++++ PASSAGE ++++
Tactics for managing risk

Loss of security, collapse of sustenance and breakdown of services (especially health care) are frequently called conflict’s ‘centre of gravity’ and are the factors most likely to induce people to move. As violence closes in, families and communities try to augment their physical safety, adapt livelihoods and modify indigenous methods of aid delivery. In their experience, displacement is not merely defined by movement away from a location but is also about dismantling and reassembling a range of essential practices. Even when staying, people often make decisions more consequential even than flight. The following are some of the hundreds of tactics cited in the Cuny Center report How Civilians Survive Violence: A Preliminary Inventory.[2]

To enhance safety they may persuade threatening actors they are helpful or harmless; fabricate false identities; persuade community members to remain non-aligned and peaceful; cut deals with threatening actors; improve skills of information gathering, assessment and disinformation; split family up based on safety and economic considerations; commute between home/farm and shadow settlements; establish or build on non-formal policing; establish conflict early-warning/response systems; help specific vulnerable or threatened groups with personal safety measures; help families and other social networks prepare contingency plans for violence; pursue useful ties to powerful patrons; take up arms, or ally with armed protectors.

To underpin sustenance they may diversify or substitute conventional livelihood practices by, for example, reducing consumption, expenditure and investment, pooling or selling assets, pursuing subsistence agriculture or foraging, or entering shadow (black market) and coping economies. In support of these tactics they may, for example, make pay-offs – fees, taxes or bribes – in order to pursue livelihood activities unmolested.
++++ DATA EXTRACT ++++
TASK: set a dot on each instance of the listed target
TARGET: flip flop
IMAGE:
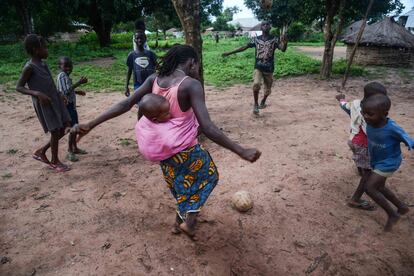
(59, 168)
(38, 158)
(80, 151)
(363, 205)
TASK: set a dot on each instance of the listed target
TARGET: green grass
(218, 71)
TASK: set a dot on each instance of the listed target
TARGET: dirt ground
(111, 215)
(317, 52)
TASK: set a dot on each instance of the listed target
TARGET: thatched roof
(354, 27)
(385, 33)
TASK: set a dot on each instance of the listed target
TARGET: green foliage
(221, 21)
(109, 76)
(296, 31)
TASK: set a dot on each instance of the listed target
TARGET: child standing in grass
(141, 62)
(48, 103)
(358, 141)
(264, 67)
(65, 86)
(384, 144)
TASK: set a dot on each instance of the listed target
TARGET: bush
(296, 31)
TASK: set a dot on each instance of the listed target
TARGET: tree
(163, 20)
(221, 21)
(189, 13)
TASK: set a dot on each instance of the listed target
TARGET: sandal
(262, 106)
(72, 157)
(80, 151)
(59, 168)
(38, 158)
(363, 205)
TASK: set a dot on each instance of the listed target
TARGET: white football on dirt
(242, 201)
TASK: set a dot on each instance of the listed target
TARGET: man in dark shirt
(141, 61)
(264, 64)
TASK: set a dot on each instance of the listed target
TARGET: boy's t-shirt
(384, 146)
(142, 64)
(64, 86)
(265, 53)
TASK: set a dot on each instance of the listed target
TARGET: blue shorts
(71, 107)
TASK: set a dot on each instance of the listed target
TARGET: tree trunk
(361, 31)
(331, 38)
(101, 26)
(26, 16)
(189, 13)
++++
▸ PROBLEMS TO SOLVE:
[A] Type out the stretch of the passage on civilian survival tactics from "To enhance safety" through "with armed protectors.".
[B] List every line in the rows that contains the string "dirt", treating uppercase and lowercase as different.
The passage on civilian survival tactics has no connection to the rows.

▸ SOLUTIONS TO THE EXERCISE:
[A]
To enhance safety they may persuade threatening actors they are helpful or harmless; fabricate false identities; persuade community members to remain non-aligned and peaceful; cut deals with threatening actors; improve skills of information gathering, assessment and disinformation; split family up based on safety and economic considerations; commute between home/farm and shadow settlements; establish or build on non-formal policing; establish conflict early-warning/response systems; help specific vulnerable or threatened groups with personal safety measures; help families and other social networks prepare contingency plans for violence; pursue useful ties to powerful patrons; take up arms, or ally with armed protectors.

[B]
TARGET: dirt ground
TARGET: white football on dirt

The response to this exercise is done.